WHAT YOU HAVE TO DO »
Translate this sentence from the Driving For Dollars text into Spanish: "I found so much fulfillment from it and I wanted to do more of it."

QUOTED TEXT »
╭──
REW 105 | Driving For Dollars

Driving For Dollars: By nature, women can be more endearing, and people find it easier to open up and be vulnerable to a woman.


I sat down with my wife, I was like, “How do we do this? I want to do this. I want to give back.” She said, “Why don’t you teach some people? You’re amazing at teaching. Why don’t you teach people what you’re doing to make $500,000?” I’m like, “You’re genius.” That’s what I did. I went to my mentor, Tom Krol. I said, “Tom, I need ten people that will implement my marketing system. Find me ten people. I’m going to teach them and coach them because I want to put $1 million into their business. It had everything to do with putting money in their business.”

He said, “First of all, 100%, you’re doing that. I love it. I’m going to help you. I’m going to find the people, but you’re not allowed to coach for free because they won’t take it seriously and won’t implement.” He made me charge him money first. It was only like a couple of thousand bucks. It wasn’t much, but we quickly got those first ten students. I started teaching them what I had learned and what I was doing. The craziest thing happened. The more I taught them, the more I realized how many holes I had in my business and all the mistakes I was making, which were very expensive mistakes.

I look back, it makes me cringe, but because of that, I made $1.2 million that year. It’s because of all the efficiencies that were put in place and what I learned from my students. The more valuable and even better than the money that I made was the love of coaching and the a-ha moment that, “This is what I want to do with my time. This is what I want to do with my life.”

My very first student, a few years later, texted me. He said, “I alone have now made over $1 million from what you taught me.” Michael McLeish in Greenville, South Carolina. Scott Dalinger, his very first deal with me made $113,000, quit his corporate job, and is making an absolute fortune still to this day in Portland. These original students were absolutely crushing it. I found so much fulfillment from it and I wanted to do more of it.

At the end of 2019, we did over $1.2 million and I wanted to go into coaching. I wanted to make that transition. I was still very much a big part of my real estate investing and wholesaling business. I had to find people and replace myself completely, so I didn’t even have to go on appointments. I wanted to keep the business running. The next year after, 2020, when I completely walked away from it, we only did $700,000 in income. Now we’re much higher than we ever were. This last year, 2021 was insane. We made a lot of money. I walked away from money to become a coach.

The first two years of coaching, the first year, I lost $8,000. The next year, I made $600 as a coach because of putting all the people in place to help support my students, infrastructure, marketing, and getting my name out there so I could make a bigger impact. I lost money to become a coach. I did it because I love it. 2021 was the first year that I did make money as a coach. I’m grateful for that because I’m getting paid to do what I love, plus my wholesaling business is blowing up. I’ve been doing this for a handful of years now. All of that money that I have made, I’ve reinvested it. That money is starting to snowball super-fast. I’ve passed the point where my passive income is well beyond what I spend each month.

I feel like I am more blessed than I deserve. It’s incredible because not only do I have complete peace of mind and freedom financially, but I’m so fulfilled by what I do and being able to help these students. That’s a long way to answer your question of the transition period of going into coaching and what that looked like. What it looked like was I walked away from money to get it off the ground. It was because I loved it, and it was what I was passionate about.
╰──
[Boundary labeling items]
╭──
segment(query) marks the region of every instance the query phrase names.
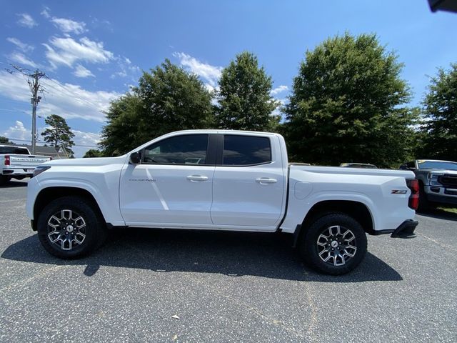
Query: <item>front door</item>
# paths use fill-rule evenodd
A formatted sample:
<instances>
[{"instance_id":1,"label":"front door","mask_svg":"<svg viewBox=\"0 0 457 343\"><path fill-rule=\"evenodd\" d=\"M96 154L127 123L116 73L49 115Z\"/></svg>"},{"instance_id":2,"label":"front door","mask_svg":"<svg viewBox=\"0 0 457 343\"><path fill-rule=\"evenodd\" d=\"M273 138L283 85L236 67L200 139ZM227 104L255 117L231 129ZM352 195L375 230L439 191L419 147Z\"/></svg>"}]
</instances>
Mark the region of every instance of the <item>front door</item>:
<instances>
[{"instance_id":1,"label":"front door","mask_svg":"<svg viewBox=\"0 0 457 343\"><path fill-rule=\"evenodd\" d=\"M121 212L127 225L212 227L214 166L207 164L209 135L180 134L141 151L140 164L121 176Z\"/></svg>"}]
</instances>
╰──
╭──
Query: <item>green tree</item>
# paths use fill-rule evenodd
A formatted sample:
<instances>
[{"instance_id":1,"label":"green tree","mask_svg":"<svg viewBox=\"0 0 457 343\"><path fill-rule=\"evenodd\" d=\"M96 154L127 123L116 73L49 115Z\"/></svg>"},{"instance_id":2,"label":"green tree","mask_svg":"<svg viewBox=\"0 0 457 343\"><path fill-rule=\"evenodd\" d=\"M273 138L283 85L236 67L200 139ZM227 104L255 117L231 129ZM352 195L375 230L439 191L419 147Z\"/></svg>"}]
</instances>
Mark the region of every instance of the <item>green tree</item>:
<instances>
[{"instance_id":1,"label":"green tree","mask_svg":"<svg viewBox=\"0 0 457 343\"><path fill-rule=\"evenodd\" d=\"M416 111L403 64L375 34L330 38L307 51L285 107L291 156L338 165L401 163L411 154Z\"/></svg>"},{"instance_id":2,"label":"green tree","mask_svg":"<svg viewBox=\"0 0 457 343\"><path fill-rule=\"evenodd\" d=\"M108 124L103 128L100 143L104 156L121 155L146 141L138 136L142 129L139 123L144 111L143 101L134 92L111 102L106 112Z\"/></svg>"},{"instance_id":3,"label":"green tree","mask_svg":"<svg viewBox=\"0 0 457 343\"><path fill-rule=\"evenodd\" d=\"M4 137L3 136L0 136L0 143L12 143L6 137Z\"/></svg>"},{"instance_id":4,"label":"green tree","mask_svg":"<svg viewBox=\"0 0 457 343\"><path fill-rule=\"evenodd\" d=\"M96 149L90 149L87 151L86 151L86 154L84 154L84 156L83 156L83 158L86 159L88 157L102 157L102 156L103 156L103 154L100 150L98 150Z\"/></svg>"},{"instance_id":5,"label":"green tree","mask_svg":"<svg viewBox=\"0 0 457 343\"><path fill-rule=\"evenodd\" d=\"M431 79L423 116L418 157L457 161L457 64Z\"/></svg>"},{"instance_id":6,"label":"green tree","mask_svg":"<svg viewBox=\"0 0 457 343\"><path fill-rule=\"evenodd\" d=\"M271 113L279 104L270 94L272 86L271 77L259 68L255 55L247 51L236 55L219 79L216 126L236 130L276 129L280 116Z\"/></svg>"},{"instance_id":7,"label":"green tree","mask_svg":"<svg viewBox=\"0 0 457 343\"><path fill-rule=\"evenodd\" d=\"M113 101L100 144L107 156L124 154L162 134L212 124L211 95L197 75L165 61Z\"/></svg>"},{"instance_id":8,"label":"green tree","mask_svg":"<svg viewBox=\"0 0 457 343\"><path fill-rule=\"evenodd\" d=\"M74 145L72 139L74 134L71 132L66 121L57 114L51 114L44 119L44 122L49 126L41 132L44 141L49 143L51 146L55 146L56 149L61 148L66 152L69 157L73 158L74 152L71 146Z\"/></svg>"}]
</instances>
╰──
╭──
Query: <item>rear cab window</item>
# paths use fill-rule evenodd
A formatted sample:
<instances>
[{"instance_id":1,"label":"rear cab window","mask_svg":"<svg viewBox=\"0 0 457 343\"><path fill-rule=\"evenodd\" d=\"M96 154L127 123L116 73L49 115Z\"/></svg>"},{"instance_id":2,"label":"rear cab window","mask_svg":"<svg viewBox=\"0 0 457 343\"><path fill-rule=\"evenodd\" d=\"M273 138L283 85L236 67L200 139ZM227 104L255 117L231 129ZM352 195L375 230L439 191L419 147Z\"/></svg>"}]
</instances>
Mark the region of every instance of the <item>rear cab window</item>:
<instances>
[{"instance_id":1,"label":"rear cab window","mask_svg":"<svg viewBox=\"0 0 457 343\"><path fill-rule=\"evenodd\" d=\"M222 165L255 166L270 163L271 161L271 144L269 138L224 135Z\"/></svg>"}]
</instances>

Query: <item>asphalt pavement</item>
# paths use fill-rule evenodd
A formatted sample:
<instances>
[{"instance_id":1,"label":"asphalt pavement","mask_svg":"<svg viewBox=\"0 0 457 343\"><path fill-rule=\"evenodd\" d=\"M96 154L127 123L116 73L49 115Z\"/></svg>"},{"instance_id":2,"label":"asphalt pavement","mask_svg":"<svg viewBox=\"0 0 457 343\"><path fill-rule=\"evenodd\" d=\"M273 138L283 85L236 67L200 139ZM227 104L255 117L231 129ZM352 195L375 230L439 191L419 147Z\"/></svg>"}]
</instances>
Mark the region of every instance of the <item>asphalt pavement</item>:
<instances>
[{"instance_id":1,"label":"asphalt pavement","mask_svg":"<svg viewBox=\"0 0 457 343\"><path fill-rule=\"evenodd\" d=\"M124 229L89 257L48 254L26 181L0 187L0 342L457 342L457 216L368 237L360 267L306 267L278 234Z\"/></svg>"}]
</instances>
╰──
EXPECTED ANSWER »
Encontré mucha satisfacción en ello y quería hacer más.